**Entries**.

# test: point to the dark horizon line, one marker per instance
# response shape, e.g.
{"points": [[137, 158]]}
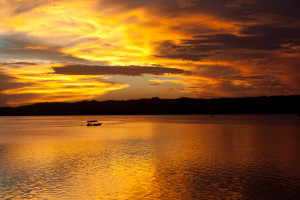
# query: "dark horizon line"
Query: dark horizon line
{"points": [[122, 100], [156, 106]]}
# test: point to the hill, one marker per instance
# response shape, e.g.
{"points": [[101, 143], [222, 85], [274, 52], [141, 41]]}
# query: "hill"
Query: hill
{"points": [[244, 105]]}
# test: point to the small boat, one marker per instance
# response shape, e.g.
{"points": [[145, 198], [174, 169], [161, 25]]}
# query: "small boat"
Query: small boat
{"points": [[93, 123]]}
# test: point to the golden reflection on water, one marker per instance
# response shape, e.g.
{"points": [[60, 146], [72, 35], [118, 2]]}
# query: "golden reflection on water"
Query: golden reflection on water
{"points": [[148, 158]]}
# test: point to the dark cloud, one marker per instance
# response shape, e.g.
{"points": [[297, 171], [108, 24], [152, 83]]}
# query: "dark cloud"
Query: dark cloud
{"points": [[24, 47], [8, 82], [236, 10], [116, 70], [266, 38]]}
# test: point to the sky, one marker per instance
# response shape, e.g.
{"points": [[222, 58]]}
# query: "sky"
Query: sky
{"points": [[74, 50]]}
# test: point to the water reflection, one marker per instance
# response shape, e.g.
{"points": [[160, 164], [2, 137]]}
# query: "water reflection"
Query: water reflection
{"points": [[134, 158]]}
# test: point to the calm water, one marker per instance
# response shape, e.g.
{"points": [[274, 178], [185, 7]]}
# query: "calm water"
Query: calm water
{"points": [[150, 157]]}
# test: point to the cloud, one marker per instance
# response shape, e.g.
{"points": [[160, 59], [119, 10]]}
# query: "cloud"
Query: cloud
{"points": [[265, 38], [22, 46], [8, 82], [116, 70]]}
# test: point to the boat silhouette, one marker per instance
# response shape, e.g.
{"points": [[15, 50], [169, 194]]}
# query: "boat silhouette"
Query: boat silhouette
{"points": [[93, 123]]}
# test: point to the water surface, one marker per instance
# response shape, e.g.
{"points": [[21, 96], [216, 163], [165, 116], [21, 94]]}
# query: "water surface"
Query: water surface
{"points": [[150, 157]]}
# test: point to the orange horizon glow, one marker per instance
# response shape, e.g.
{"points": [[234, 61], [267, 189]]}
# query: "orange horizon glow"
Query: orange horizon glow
{"points": [[216, 50]]}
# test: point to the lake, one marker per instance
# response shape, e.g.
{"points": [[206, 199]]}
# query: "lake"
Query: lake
{"points": [[150, 157]]}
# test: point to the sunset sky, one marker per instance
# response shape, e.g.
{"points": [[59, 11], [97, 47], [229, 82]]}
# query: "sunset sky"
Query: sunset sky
{"points": [[73, 50]]}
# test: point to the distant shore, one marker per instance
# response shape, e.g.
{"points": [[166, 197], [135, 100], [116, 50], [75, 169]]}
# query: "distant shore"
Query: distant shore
{"points": [[157, 106]]}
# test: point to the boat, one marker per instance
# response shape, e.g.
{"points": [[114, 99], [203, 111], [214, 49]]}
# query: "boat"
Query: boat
{"points": [[93, 123]]}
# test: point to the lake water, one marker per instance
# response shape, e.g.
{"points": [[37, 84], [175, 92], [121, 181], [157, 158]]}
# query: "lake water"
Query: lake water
{"points": [[150, 157]]}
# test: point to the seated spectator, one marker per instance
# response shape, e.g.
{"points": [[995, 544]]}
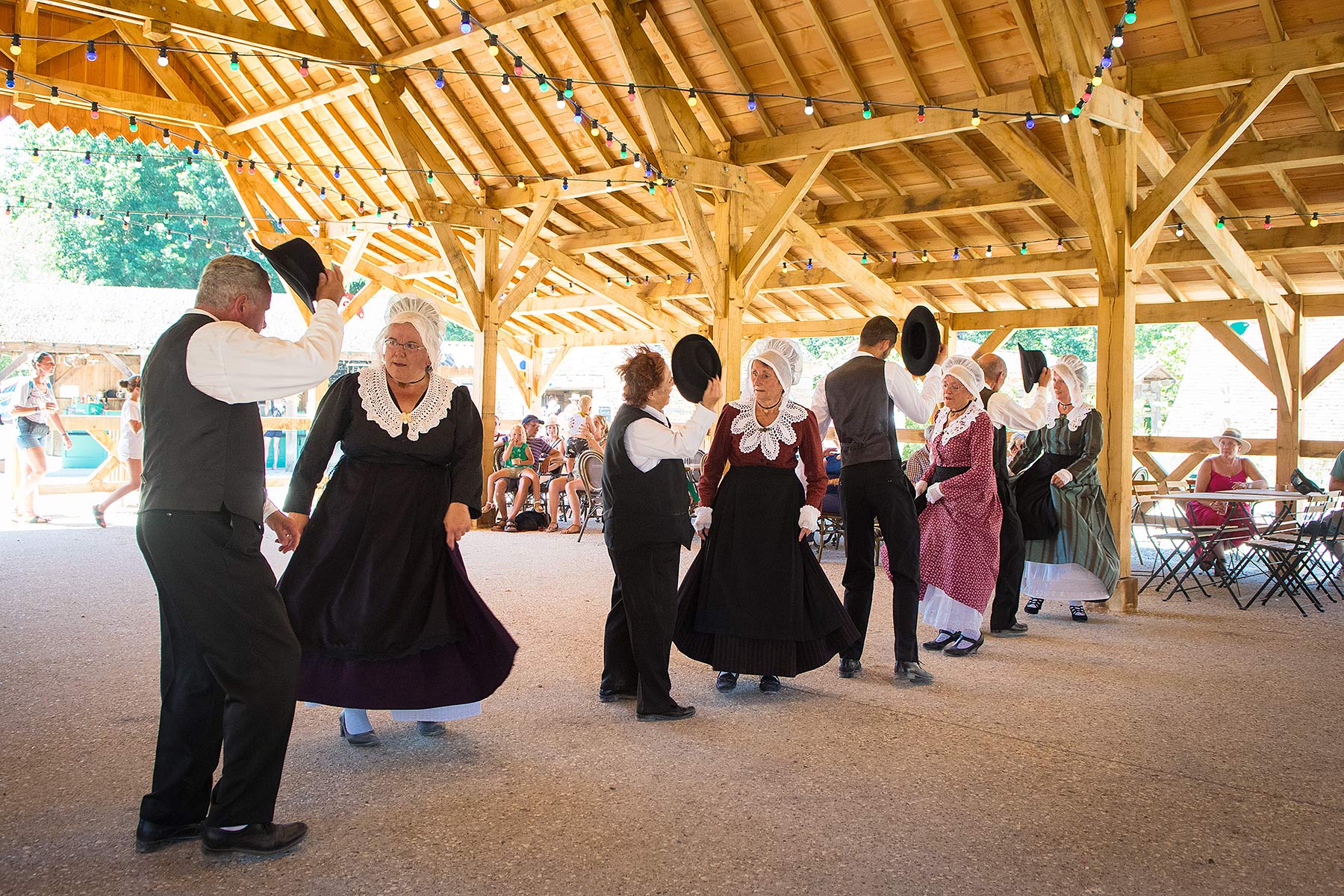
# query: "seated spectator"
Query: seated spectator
{"points": [[594, 435], [517, 465]]}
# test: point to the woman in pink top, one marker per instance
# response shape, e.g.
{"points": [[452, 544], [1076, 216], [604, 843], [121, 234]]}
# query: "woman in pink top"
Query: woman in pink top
{"points": [[1226, 472]]}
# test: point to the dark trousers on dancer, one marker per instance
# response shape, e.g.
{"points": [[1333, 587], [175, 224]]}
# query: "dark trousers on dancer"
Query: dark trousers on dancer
{"points": [[638, 628], [1012, 556], [880, 492], [228, 671]]}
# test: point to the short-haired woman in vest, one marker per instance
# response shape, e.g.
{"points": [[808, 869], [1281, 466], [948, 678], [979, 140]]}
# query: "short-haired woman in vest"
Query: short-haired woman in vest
{"points": [[376, 590], [647, 521], [1070, 546], [961, 514], [756, 600]]}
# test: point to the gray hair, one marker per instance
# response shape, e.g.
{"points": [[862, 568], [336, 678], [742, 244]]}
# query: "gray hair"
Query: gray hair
{"points": [[992, 366], [228, 277]]}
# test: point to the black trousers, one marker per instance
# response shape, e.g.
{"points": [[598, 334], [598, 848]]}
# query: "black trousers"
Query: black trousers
{"points": [[638, 628], [1012, 556], [228, 671], [880, 492]]}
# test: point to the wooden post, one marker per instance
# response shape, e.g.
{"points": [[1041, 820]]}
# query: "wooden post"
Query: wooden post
{"points": [[1117, 276], [487, 381], [1289, 413]]}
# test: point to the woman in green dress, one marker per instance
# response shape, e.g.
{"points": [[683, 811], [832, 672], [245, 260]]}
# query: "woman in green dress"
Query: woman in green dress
{"points": [[1070, 546]]}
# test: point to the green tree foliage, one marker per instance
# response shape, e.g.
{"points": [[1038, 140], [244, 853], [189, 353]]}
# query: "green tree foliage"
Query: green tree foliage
{"points": [[93, 250]]}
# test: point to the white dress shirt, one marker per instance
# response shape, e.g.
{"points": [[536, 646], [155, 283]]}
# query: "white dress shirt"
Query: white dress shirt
{"points": [[914, 402], [233, 363], [1006, 413], [648, 442]]}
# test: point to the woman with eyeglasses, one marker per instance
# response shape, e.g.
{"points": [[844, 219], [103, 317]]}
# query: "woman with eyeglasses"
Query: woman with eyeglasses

**The request**.
Copy every line of the records above word for word, from the first record through the last. Leave out the pictures.

**Result of the task**.
# test: point to the dark horizon line, one marker per instance
# response shape, e.g.
{"points": [[137, 158]]}
# query: "dark horizon line"
Query: dark horizon line
{"points": [[122, 100], [156, 106]]}
# test: point to the hill, one marker per instance
# response shape, e.g.
{"points": [[101, 143], [222, 85], [274, 52], [141, 41]]}
# query: "hill"
Query: hill
{"points": [[244, 105]]}
# test: point to the small boat, one marker per instance
# response shape, e.g.
{"points": [[145, 198], [174, 169], [161, 25]]}
# query: "small boat"
Query: small boat
{"points": [[93, 123]]}
# test: point to the golden reflection on water, one marker per instance
# response shape, e.g.
{"points": [[60, 146], [72, 35], [118, 2]]}
# query: "golden reflection on water"
Query: golden reflection on water
{"points": [[148, 158]]}
# test: point to the dark cloud, one marker per instance
# response shape, e.g.
{"points": [[297, 171], [108, 24], [152, 83]]}
# query: "dark cloud"
Query: dark cloud
{"points": [[24, 47], [8, 82], [236, 10], [116, 70], [266, 38]]}
# test: point to the sky, one marker per instance
# response shape, e.g.
{"points": [[222, 58]]}
# query: "sky"
Query: sky
{"points": [[74, 50]]}
# test: point to the water reflection, one marker per instance
# response shape, e.g.
{"points": [[160, 164], [2, 137]]}
# query: "water reflection"
Query: water reflection
{"points": [[134, 158]]}
# test: point to the calm water, one marker per instance
# response shape, e.g.
{"points": [[274, 178], [185, 7]]}
# query: "calm water"
Query: calm water
{"points": [[150, 157]]}
# test: point to the cloud, one marker per instance
# response shape, e.g.
{"points": [[160, 59], [119, 10]]}
# query: "cloud"
Query: cloud
{"points": [[265, 38], [22, 46], [8, 82], [116, 70]]}
# test: point to the boat silhouette, one marker per instance
# response shape, e.g.
{"points": [[15, 50], [169, 194]]}
# query: "boat silhouette"
Query: boat silhouette
{"points": [[93, 123]]}
# test: point to the water surface, one marker per instance
# response shape, e.g.
{"points": [[21, 96], [216, 163], [165, 116], [21, 94]]}
# query: "water surface"
Query: water surface
{"points": [[150, 157]]}
# test: point to the orange horizon glow, one marker per instance
# response shape, e.g.
{"points": [[234, 61], [267, 189]]}
# query: "orange horizon glow"
Query: orange horizon glow
{"points": [[216, 50]]}
# test: point to the lake, one marker per instance
# response shape, e.g.
{"points": [[206, 199]]}
# query: "lake"
Query: lake
{"points": [[150, 157]]}
# test: point to the sunset sky, one marker per instance
# response shape, e.g.
{"points": [[59, 11], [97, 47], [229, 82]]}
# query: "sunset sky"
Query: sunset sky
{"points": [[73, 50]]}
# test: point to the distant shore, one marker per instance
# response shape, e.g.
{"points": [[166, 197], [135, 100], [116, 50], [75, 169]]}
# query: "distant shore"
Query: distant shore
{"points": [[157, 106]]}
# test: point to the boat, one marker per instance
# response shape, e.g.
{"points": [[114, 99], [203, 111], [214, 49]]}
# query: "boat"
Query: boat
{"points": [[93, 123]]}
# test: point to the lake water, one marker per instance
# response shape, e.g.
{"points": [[37, 84], [175, 92], [121, 181], [157, 158]]}
# query: "lake water"
Query: lake water
{"points": [[150, 157]]}
# test: point to the seated spectator, one marker per instance
# response shape, e.g.
{"points": [[995, 544]]}
# query: "seated spectator"
Query: seated spectator
{"points": [[594, 435], [517, 465]]}
# test: point to the woman in pink top, one marker per instance
# response shape, e.g.
{"points": [[452, 544], [1076, 216], [604, 843], [121, 234]]}
# query: "woman in pink top"
Query: woman in pink top
{"points": [[1226, 472]]}
# test: point to the dark trousers on dancer, one marker per instance
# response shape, e.g.
{"points": [[1333, 587], [175, 224]]}
# query: "dark trousers on dancer"
Query: dark trousers on dancer
{"points": [[638, 628], [1012, 556], [880, 492], [228, 671]]}
# test: point to the short-haired woman in vest, one marker per instance
# response shape, e.g.
{"points": [[808, 869], [1281, 466], [948, 678], [979, 140]]}
# query: "short-haired woman in vest"
Query: short-haired woman in vest
{"points": [[376, 590], [647, 521], [1070, 546], [961, 514], [756, 600]]}
# test: point to the gray hair, one marker per instance
# response shape, e.g.
{"points": [[862, 568], [336, 678], [742, 244]]}
# query: "gray hair"
Query: gray hair
{"points": [[992, 366], [228, 277]]}
# test: point to the black trousers, one marker per instance
# response shape, e.g.
{"points": [[598, 334], [598, 848]]}
# query: "black trousers"
Query: black trousers
{"points": [[638, 628], [1012, 556], [228, 671], [880, 492]]}
# test: point to the wooden post, one marker per instance
# response shape, e.g.
{"points": [[1041, 820]]}
# query: "wooden post"
Query: wooden post
{"points": [[1117, 276], [487, 381], [1289, 413]]}
# test: point to the woman in green dress, one marker per instance
# response shape, e.g.
{"points": [[683, 811], [832, 672], [245, 260]]}
# query: "woman in green dress"
Query: woman in green dress
{"points": [[1070, 546]]}
# test: point to the green tree foliage, one marker per instance
# response shape, e.g.
{"points": [[1038, 140], [244, 853], [189, 353]]}
# query: "green tree foliage"
Query: green tree foliage
{"points": [[93, 250]]}
# test: point to the white dress shirt, one marker per instance
# response shape, e.g.
{"points": [[536, 646], [155, 283]]}
# query: "white dress shirt"
Query: white dress shirt
{"points": [[914, 402], [233, 363], [1006, 413], [648, 442]]}
# test: point to the woman with eyeglasses, one marker per instance
# response shape, e.g.
{"points": [[844, 219], [103, 317]]}
# query: "woman with eyeglasses"
Query: woman with eyeglasses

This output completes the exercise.